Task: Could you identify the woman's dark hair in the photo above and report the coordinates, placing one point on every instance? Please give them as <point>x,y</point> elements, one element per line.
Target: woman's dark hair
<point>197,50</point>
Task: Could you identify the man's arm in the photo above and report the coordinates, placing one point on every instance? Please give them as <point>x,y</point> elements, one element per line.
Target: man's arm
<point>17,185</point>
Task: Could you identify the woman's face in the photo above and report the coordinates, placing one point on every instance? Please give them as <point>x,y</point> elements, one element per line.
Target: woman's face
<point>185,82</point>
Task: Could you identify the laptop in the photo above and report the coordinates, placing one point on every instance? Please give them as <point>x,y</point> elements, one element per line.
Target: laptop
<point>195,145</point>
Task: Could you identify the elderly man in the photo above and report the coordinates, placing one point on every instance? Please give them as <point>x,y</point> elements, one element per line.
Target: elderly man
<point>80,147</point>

THE PROBLEM: Restate the data verbatim through the "Task: Could you identify the elderly" line.

SOLUTION TO THE PROBLEM:
Task: Could you identify the woman's dark hair in the photo above and report the coordinates, placing one point on every instance? Please give them as <point>x,y</point> elements, one element per line.
Target: woman's dark hair
<point>197,50</point>
Task: Could you identify the man's arm in the photo above and report the coordinates, placing one point on every instance? Please give them as <point>x,y</point> elements, one element per line.
Target: man's arm
<point>17,185</point>
Task: Could you identify the woman's face in the photo above and report the coordinates, placing one point on every instance? Please give them as <point>x,y</point> elements, one element per line.
Target: woman's face
<point>185,82</point>
Task: Could you identify the laptop in the photo above and report the coordinates, placing one point on every instance? Please give them as <point>x,y</point> elements, one element per line.
Target: laptop
<point>195,145</point>
Task: Could you identify the elderly man in the photo above and report the coordinates, placing one point on every instance? Please give them as <point>x,y</point> elements, one element per line.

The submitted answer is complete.